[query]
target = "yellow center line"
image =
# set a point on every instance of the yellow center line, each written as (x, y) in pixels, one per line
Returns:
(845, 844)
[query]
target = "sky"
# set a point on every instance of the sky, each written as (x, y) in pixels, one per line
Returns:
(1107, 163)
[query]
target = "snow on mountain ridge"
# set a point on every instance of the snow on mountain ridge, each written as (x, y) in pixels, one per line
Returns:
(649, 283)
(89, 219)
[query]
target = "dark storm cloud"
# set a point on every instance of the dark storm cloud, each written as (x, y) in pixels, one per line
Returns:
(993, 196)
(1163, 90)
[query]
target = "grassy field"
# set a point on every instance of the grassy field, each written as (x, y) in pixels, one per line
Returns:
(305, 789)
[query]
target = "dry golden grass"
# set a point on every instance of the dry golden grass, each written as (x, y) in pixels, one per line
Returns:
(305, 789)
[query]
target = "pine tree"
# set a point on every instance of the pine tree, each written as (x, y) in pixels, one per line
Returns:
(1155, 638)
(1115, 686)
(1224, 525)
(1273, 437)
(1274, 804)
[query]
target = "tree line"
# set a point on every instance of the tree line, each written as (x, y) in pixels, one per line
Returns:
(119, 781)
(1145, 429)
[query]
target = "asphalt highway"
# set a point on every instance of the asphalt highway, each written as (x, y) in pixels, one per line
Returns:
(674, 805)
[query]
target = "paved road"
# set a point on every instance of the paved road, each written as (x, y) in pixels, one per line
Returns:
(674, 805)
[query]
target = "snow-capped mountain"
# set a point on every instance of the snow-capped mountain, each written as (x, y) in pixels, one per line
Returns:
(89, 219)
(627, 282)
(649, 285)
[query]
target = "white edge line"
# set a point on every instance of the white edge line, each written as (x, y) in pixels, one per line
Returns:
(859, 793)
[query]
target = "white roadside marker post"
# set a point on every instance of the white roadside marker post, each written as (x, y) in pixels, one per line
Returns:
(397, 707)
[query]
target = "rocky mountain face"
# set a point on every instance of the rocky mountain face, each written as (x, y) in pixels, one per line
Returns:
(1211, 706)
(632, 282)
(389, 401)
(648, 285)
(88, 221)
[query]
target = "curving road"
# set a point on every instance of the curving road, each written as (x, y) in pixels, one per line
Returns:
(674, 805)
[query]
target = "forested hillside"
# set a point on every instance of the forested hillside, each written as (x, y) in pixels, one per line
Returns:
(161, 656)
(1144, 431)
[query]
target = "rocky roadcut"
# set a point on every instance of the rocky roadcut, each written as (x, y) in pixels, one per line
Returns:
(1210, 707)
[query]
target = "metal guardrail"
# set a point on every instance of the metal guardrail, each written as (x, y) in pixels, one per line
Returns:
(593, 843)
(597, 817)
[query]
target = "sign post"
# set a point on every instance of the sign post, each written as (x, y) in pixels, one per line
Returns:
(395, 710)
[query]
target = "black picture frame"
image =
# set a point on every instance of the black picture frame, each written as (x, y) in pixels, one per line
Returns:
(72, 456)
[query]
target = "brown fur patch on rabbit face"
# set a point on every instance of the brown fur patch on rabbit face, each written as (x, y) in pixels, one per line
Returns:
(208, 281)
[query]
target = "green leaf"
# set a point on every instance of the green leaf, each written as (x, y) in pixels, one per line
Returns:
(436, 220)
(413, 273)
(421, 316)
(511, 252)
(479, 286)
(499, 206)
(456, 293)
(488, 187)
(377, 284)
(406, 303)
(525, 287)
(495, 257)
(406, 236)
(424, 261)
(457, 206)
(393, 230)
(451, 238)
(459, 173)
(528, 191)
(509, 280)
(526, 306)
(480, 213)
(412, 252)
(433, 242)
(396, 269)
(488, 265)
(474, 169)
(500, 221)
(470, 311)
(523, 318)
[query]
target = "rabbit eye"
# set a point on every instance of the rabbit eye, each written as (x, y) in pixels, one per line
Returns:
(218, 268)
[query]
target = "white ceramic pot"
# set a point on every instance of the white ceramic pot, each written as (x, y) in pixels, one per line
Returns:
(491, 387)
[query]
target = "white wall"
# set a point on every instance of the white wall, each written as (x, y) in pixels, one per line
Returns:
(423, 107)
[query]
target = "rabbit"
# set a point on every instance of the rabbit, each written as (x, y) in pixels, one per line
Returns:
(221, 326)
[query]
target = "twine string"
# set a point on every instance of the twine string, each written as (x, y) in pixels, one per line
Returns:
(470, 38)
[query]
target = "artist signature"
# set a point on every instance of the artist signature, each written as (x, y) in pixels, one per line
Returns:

> [Work instruction]:
Please write out each line of the listing above exactly.

> [Written answer]:
[query]
target = "yellow center line"
image =
# set a point on every instance of the yellow center line, each written as (x, y) in pixels, one per line
Returns:
(845, 844)
[query]
target = "sky"
# set a point on every instance of the sky, each written as (x, y) in pixels, one per line
Returns:
(1107, 163)
[query]
target = "snow on mountain ridge"
# set a point on every instance of the snow on mountain ridge, each written as (x, y) in pixels, one per line
Returns:
(649, 283)
(89, 219)
[query]
target = "dark storm cloud"
# set a point on every instance of the dark storm cloud, each written as (x, y) in pixels, one per line
Returns:
(993, 196)
(1163, 90)
[query]
target = "grassy field"
# set a point on every instance of the grassy field, each written as (x, y) in pixels, one per line
Returns:
(305, 789)
[query]
target = "dry golden grass"
# set a point on every instance of the dry golden grass, each written as (x, y) in pixels, one per line
Returns:
(305, 789)
[query]
target = "pine tree"
# set a point on every instance of the pine tree, each written as (x, y) in pixels, one per line
Returns:
(1155, 638)
(1115, 686)
(1224, 525)
(1273, 437)
(1274, 804)
[query]
target = "tree line"
# set a point on every instance of the tree line, each written as (x, y) in pixels, one per line
Returns:
(119, 781)
(1145, 429)
[query]
target = "asphalt highway"
# set a point on every instance of the asphalt highway, each written as (x, y) in pixels, one per line
Returns:
(674, 805)
[query]
target = "paved road"
# set a point on every instance of the paved road, each written as (x, y) in pixels, one per line
Returns:
(674, 805)
[query]
target = "snow-capped mountain"
# set a point on every instance of the snow-capped mountain, each written as (x, y) in pixels, one per line
Returns:
(89, 219)
(627, 282)
(649, 285)
[query]
target = "white edge line"
# set a point on every instance of the white edge line, each written as (x, y) in pixels, one per line
Returns:
(859, 793)
[query]
target = "white roadside marker post"
# set a point on every instance of the white roadside marker post, each written as (x, y) in pixels, one per line
Returns:
(397, 707)
[query]
target = "rocky mountain face"
# set a point on every instance of the rocky mountain face, each written as (x, y) in pixels, one per line
Returns:
(1211, 706)
(632, 282)
(389, 401)
(648, 285)
(88, 221)
[query]
target = "curving road"
# set a point on every instance of the curving road, each written as (x, y) in pixels, one per line
Returns:
(674, 805)
[query]
target = "forested hillside"
# set a point on every instance of the forested hillside, each written as (x, y) in pixels, one per line
Returns:
(161, 656)
(1144, 431)
[query]
target = "rocky roadcut"
# set a point on every instance of the rocky roadcut, each written as (x, y) in pixels, one per line
Returns:
(1210, 707)
[query]
target = "metal guardrail"
# set a point on every instance of the metal guardrail, each written as (x, y) in pixels, one per line
Returns:
(593, 843)
(597, 817)
[query]
target = "sign post"
# set a point on every instance of the sign post, each written as (x, y) in pixels, one per line
Returns:
(395, 710)
[query]
target = "black picture frame"
image =
# set a point on every instance of the black picture frame, each written as (x, y) in pixels, one per line
Returns:
(72, 456)
[query]
target = "brown fur patch on rabbit face"
# set a point on every instance of the brown fur patch on rabbit face, each written as (x, y) in pixels, one per line
Returns:
(208, 281)
[query]
target = "green leaf"
# set a point on every instance of the green leaf, each written as (x, y) in pixels, one per line
Returns:
(436, 220)
(413, 273)
(421, 316)
(511, 252)
(479, 286)
(499, 206)
(456, 293)
(488, 187)
(377, 284)
(406, 303)
(525, 287)
(495, 257)
(406, 236)
(424, 261)
(457, 206)
(393, 230)
(451, 238)
(459, 173)
(528, 191)
(509, 280)
(526, 306)
(480, 213)
(412, 252)
(433, 242)
(396, 269)
(488, 265)
(474, 169)
(500, 221)
(470, 311)
(523, 318)
[query]
target = "rabbit eye"
# set a point on every instance of the rabbit eye, each written as (x, y) in pixels, one per line
Returns:
(218, 268)
[query]
target = "white ceramic pot"
# set a point on every instance of the white ceramic pot, each written as (x, y) in pixels, one per line
Returns:
(491, 387)
[query]
target = "white wall"
# set a point on every instance of the white wall, each written as (x, y) in pixels, one per line
Returns:
(423, 107)
[query]
target = "rabbit"
# set a point on every instance of the rabbit, each written as (x, y) in pixels, one per line
Returns:
(221, 326)
[query]
target = "twine string"
# set a point on every instance of the twine string, each written as (x, y) in pixels, one per line
Returns:
(470, 38)
[query]
target = "artist signature"
# set a point on every instance of the artist signature, each written as (x, y) in pixels, one per line
Returns:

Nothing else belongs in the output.